● **What is expected**: Could you reproduce, word for word, the passage of the reconsideration decision below that runs from "2The remedy D.Y." up to and including "glasses and medications."?

● **Page extract**:
RECONSIDERATION DECISION
Before:
Derek Grant
Licence Appeal Tribunal File Number:
21-011454/AABS
Case Name:
Donald Young v. Economical Insurance Company
Written Submissions by:
For the Applicant:
Alexandra Victoros, Counsel
For the Respondent:
Nivedita Misra, Counsel
OVERVIEW
1This request for reconsideration was filed by the applicant, Donald Young (“D.Y.”). It arises out of a decision dated June 1, 2023, in which I determined that he was not involved in an “accident”.
2The remedy D.Y. seeks is that my decision be varied to deem the incident an “accident”, and that he is entitled to payment of $564.42 for replacement of his prescription glasses and medications.
RESULT
3D.Y.’s request for reconsideration is dismissed.
RECONSIDERATION CRITERIA
4The grounds for a request for reconsideration to be allowed are contained in Rule 18 of the Licence Appeal Tribunal, Animal Care Review Board, and Fire Safety Commission Common Rules of Practice and Procedure, Version I, (October 2, 2017) as amended (“Rules”). A request for reconsideration will not be granted unless one or more of the following criteria are met:
a. The Tribunal acted outside its jurisdiction or violated the rules of procedural fairness;
b. The Tribunal made an error of law or fact such that the Tribunal would likely have reached a different result had the error not been made;
c. The Tribunal heard false evidence from a party or witness, which was discovered only after the hearing and likely affected the result; or
d. There is evidence that was not before the Tribunal when rendering its decision, could not have been obtained previously by the party now seeking to introduce it, and would likely have affected the result.

● **Available data**:
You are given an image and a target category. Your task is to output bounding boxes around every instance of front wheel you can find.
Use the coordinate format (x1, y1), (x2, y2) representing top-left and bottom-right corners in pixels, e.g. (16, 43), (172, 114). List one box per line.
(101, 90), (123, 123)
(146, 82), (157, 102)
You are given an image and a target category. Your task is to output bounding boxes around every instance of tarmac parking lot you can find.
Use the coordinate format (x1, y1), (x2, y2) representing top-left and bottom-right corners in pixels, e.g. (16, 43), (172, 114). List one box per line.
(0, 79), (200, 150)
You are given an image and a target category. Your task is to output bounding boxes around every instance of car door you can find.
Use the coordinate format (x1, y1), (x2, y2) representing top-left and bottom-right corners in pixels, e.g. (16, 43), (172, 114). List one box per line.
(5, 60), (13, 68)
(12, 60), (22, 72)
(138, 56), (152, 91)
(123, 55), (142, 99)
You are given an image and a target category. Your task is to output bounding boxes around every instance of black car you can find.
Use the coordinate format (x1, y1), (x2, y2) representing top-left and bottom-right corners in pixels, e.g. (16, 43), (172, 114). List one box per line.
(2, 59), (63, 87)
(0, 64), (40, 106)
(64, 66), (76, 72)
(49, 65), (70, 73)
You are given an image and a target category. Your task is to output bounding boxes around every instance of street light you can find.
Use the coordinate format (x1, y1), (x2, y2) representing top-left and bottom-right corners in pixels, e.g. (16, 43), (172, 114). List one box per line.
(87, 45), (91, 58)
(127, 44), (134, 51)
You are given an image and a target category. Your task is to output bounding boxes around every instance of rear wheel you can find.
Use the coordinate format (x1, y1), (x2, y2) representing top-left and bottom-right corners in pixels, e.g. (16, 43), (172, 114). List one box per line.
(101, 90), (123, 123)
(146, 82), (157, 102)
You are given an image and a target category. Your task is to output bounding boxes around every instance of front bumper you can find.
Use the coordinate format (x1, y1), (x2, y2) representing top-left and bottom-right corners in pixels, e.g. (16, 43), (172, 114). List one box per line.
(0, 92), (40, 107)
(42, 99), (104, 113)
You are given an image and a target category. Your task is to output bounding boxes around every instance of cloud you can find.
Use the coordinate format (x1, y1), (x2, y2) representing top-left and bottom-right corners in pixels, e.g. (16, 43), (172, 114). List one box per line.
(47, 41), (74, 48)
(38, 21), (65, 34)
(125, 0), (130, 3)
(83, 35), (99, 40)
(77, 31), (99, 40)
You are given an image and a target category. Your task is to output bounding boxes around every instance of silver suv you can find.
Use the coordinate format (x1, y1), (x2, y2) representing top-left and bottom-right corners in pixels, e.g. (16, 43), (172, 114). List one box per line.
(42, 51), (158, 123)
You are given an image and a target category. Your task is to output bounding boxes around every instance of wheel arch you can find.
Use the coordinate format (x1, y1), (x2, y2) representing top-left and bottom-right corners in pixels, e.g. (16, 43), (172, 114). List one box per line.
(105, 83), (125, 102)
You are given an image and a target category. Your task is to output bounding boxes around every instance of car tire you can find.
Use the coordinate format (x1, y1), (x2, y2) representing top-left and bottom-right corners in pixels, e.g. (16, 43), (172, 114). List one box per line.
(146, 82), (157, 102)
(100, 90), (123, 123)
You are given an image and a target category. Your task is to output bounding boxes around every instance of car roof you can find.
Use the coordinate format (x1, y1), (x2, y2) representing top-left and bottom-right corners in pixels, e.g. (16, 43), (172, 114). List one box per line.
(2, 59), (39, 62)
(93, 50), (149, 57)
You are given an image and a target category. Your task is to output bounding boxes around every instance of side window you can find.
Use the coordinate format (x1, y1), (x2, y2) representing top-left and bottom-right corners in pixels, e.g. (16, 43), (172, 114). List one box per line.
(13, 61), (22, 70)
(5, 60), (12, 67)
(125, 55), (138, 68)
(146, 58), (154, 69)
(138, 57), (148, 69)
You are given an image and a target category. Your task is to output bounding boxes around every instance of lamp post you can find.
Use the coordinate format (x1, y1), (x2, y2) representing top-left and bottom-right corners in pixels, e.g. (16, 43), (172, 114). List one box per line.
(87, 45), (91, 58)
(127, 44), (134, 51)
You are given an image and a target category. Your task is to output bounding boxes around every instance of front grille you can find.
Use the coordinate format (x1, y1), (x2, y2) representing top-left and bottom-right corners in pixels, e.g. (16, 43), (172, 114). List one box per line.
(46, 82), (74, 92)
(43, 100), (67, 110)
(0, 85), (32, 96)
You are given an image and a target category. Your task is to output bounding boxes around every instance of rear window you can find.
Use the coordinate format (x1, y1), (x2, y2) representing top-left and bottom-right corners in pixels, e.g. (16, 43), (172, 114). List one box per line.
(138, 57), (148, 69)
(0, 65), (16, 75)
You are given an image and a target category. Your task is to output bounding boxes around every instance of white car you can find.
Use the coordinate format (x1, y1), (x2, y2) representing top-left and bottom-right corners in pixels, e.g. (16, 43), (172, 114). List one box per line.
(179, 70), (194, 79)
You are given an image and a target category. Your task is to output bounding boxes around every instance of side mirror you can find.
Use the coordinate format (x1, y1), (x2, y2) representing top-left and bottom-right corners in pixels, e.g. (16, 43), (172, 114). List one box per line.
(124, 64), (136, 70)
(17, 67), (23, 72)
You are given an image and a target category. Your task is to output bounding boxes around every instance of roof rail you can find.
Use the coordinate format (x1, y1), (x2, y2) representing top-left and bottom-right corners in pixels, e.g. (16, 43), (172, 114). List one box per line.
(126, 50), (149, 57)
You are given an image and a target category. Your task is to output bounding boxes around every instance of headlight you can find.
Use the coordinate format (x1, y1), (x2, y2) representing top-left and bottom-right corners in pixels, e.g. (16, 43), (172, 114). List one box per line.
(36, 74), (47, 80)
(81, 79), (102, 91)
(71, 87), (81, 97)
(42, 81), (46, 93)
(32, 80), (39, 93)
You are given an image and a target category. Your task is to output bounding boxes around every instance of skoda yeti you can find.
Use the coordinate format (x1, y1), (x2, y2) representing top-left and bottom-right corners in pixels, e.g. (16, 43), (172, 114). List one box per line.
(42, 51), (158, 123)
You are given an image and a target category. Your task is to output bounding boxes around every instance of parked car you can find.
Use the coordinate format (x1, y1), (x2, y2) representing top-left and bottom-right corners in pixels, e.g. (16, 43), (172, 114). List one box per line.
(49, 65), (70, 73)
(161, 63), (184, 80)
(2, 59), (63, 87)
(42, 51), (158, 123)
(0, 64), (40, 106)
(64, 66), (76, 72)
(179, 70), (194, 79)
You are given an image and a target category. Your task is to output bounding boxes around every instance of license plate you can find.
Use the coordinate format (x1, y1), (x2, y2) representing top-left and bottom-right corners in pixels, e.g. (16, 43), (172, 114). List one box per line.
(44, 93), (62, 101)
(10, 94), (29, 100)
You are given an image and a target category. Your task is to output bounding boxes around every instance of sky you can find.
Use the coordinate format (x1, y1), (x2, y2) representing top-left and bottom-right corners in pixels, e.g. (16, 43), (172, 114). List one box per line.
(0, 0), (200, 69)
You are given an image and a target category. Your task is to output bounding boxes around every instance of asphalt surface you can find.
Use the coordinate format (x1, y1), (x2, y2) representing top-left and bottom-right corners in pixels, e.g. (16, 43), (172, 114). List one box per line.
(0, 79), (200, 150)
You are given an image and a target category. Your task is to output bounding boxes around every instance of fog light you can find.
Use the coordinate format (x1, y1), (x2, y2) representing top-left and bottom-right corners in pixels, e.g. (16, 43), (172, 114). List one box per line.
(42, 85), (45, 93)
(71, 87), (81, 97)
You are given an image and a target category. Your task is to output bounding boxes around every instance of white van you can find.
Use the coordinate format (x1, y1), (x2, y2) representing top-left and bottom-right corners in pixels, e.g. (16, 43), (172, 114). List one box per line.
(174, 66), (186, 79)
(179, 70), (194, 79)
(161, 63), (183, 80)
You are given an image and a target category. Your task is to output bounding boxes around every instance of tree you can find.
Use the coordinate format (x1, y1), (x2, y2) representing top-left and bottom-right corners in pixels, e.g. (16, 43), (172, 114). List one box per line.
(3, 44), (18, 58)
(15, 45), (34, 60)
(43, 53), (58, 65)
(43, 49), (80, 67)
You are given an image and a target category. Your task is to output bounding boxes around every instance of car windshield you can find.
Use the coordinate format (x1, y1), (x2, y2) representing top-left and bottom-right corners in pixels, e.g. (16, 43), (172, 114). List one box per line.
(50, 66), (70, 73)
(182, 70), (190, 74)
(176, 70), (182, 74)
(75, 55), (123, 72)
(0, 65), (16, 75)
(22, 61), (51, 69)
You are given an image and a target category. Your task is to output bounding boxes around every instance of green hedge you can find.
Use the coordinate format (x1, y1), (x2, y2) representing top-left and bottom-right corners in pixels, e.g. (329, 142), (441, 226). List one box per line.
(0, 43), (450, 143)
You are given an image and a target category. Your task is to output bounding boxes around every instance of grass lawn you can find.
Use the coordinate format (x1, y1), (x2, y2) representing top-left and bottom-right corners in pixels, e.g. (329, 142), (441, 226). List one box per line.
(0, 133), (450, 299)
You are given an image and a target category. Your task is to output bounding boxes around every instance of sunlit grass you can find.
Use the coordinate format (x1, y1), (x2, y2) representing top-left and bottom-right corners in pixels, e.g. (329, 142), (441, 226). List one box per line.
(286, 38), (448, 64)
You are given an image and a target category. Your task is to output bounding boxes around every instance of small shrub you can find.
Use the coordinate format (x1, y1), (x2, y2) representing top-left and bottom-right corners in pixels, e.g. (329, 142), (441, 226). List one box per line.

● **Exercise result**:
2The remedy D.Y. seeks is that my decision be varied to deem the incident an “accident”, and that he is entitled to payment of $564.42 for replacement of his prescription glasses and medications.